* Directions *
Set down each record exactly as written.
[Exercise data Boundary: Start]
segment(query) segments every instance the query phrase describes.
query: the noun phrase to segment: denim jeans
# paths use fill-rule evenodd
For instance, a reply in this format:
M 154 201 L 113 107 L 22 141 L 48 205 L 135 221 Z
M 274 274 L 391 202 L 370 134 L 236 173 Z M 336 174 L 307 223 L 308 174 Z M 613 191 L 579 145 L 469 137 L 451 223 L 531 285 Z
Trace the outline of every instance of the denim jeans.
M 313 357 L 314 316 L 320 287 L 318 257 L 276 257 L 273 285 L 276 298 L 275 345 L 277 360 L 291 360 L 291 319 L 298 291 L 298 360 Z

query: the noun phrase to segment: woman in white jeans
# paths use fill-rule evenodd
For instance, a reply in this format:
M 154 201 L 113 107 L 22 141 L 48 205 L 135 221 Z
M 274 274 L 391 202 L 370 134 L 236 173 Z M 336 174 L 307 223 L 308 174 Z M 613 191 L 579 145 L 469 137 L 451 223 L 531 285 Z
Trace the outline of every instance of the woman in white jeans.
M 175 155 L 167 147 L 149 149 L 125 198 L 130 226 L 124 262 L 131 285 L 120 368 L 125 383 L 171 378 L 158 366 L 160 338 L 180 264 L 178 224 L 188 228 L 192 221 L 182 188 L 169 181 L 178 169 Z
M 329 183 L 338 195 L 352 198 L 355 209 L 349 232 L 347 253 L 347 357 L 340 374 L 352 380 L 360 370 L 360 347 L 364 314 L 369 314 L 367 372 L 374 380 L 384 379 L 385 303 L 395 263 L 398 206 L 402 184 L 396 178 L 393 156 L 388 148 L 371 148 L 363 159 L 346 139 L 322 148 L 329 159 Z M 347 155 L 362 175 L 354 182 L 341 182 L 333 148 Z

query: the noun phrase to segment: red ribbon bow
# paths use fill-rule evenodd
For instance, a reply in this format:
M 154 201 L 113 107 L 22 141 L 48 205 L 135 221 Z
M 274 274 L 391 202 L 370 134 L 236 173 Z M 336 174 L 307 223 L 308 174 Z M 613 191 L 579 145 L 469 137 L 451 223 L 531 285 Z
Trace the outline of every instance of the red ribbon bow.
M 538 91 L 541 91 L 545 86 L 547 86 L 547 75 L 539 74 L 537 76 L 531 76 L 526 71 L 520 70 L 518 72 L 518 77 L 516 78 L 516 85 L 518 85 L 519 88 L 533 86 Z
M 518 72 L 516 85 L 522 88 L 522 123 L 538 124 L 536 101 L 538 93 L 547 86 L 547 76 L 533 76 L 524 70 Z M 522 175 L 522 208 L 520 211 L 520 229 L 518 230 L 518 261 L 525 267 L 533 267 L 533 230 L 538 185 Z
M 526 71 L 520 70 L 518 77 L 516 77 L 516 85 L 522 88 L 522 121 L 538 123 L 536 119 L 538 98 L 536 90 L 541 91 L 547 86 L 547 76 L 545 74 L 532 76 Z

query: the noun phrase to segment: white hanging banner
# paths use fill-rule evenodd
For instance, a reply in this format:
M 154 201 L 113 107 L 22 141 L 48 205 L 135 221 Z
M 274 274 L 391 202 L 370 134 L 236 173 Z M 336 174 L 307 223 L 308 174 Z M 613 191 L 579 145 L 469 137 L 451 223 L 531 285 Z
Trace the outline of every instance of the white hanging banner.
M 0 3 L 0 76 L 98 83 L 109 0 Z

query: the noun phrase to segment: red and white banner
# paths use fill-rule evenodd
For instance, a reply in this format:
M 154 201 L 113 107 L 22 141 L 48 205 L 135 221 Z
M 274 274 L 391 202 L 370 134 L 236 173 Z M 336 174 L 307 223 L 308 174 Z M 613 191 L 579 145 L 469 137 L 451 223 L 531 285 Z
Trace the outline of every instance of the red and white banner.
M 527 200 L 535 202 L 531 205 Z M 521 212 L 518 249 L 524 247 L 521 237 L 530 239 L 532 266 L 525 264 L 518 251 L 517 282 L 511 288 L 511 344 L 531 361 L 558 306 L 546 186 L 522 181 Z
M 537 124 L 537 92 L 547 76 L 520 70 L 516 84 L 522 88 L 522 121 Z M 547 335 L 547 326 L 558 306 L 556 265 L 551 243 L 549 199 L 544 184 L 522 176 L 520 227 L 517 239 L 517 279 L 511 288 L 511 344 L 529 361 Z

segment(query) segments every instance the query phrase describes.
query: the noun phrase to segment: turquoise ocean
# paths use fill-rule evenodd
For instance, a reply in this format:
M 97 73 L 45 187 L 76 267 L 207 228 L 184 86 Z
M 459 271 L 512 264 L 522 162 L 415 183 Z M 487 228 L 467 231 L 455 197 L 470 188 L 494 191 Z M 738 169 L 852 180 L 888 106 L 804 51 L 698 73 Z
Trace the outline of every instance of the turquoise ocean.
[Exercise data Boundary: End]
* Solution to this exercise *
segment(query) segments every instance the query phrase describes.
query: the noun phrase to segment: denim jeans
# paths use fill-rule evenodd
For instance, a reply in this format:
M 154 201 L 113 107 L 22 141 L 48 205 L 135 221 Z
M 274 274 L 391 202 L 370 134 L 236 173 Z M 336 174 L 307 223 L 308 174 Z M 613 191 L 579 145 L 469 137 L 451 223 L 531 285 Z
Trace the outline of every instance of the denim jeans.
M 313 357 L 314 316 L 320 287 L 318 257 L 276 257 L 273 285 L 276 298 L 275 345 L 277 360 L 291 360 L 291 319 L 298 291 L 298 360 Z

query: the noun phrase to segment: woman in white jeans
# paths use fill-rule evenodd
For instance, a reply in this format:
M 154 201 L 113 107 L 22 141 L 48 205 L 135 221 Z
M 274 274 L 391 202 L 370 134 L 236 173 Z M 336 174 L 307 223 L 308 174 Z M 613 191 L 579 145 L 469 137 L 451 223 L 531 285 Z
Trace the outline of every instance of the woman in white jeans.
M 175 155 L 167 147 L 149 149 L 125 198 L 130 226 L 124 262 L 131 285 L 120 368 L 125 383 L 171 378 L 158 366 L 160 338 L 180 264 L 178 224 L 188 228 L 192 221 L 182 188 L 169 181 L 178 169 Z
M 329 183 L 338 195 L 352 198 L 355 209 L 349 232 L 347 253 L 347 357 L 340 374 L 352 380 L 360 370 L 360 347 L 364 314 L 369 314 L 367 372 L 374 380 L 384 379 L 385 303 L 395 263 L 398 206 L 402 184 L 396 178 L 393 156 L 388 148 L 371 148 L 363 159 L 346 139 L 322 148 L 329 159 Z M 347 155 L 362 175 L 354 182 L 341 182 L 333 148 Z

query: the noun phrase to segment: red ribbon bow
# paths use fill-rule evenodd
For instance, a reply in this format:
M 154 201 L 113 107 L 22 141 L 48 205 L 135 221 Z
M 274 274 L 391 202 L 370 134 L 236 173 Z M 336 174 L 307 223 L 308 174 Z M 613 191 L 579 145 L 469 137 L 451 223 L 531 285 Z
Trace the outline of every instance of the red ribbon bow.
M 538 91 L 541 91 L 545 86 L 547 86 L 547 75 L 539 74 L 537 76 L 531 76 L 526 71 L 520 70 L 518 72 L 518 77 L 516 78 L 516 85 L 518 85 L 519 88 L 533 86 Z
M 518 72 L 516 85 L 522 88 L 522 123 L 538 124 L 536 101 L 538 93 L 547 86 L 547 76 L 533 76 L 524 70 Z M 522 175 L 522 208 L 520 211 L 520 229 L 518 230 L 518 261 L 525 267 L 533 267 L 533 230 L 538 185 Z
M 526 71 L 520 70 L 518 77 L 516 77 L 516 85 L 522 88 L 522 121 L 538 123 L 536 119 L 538 98 L 536 90 L 541 91 L 547 86 L 547 76 L 545 74 L 532 76 Z

query: the noun phrase to segment: white hanging banner
# paths use fill-rule evenodd
For instance, a reply in this format:
M 154 201 L 113 107 L 22 141 L 48 205 L 135 221 Z
M 274 274 L 391 202 L 370 134 L 236 173 Z M 336 174 L 307 223 L 308 174 Z M 613 191 L 579 145 L 469 137 L 451 223 L 531 285 Z
Trace the outline of every instance of the white hanging banner.
M 0 3 L 0 76 L 98 83 L 109 0 Z

query: the noun phrase to segment: red and white banner
# paths use fill-rule evenodd
For instance, a reply in this format:
M 154 201 L 113 107 L 22 141 L 48 205 L 135 221 Z
M 274 274 L 391 202 L 370 134 L 236 173 Z M 336 174 L 307 223 L 308 174 Z M 613 191 L 579 145 L 469 137 L 451 223 L 531 285 Z
Trace the outline of every instance of the red and white banner.
M 527 200 L 535 202 L 531 205 Z M 521 212 L 518 249 L 524 247 L 521 237 L 530 239 L 532 266 L 525 264 L 518 251 L 517 282 L 511 288 L 511 344 L 531 361 L 558 306 L 546 186 L 522 181 Z
M 537 124 L 537 92 L 547 76 L 520 70 L 516 84 L 522 88 L 522 121 Z M 547 335 L 547 326 L 558 306 L 556 265 L 551 243 L 549 199 L 544 184 L 522 176 L 520 227 L 517 239 L 517 279 L 511 288 L 511 344 L 529 361 Z

segment(query) segments every instance the query phrase describes.
query: the noun phrase to segment: turquoise ocean
# paths use fill-rule evenodd
For instance, a reply in this format:
M 97 73 L 45 187 L 76 267 L 207 228 L 184 86 Z
M 459 271 L 512 264 L 522 162 L 415 183 Z M 487 228 L 467 231 L 455 197 L 470 188 L 494 191 Z M 738 169 L 852 180 L 888 106 L 804 51 L 698 73 Z
Trace the outline of every instance of the turquoise ocean.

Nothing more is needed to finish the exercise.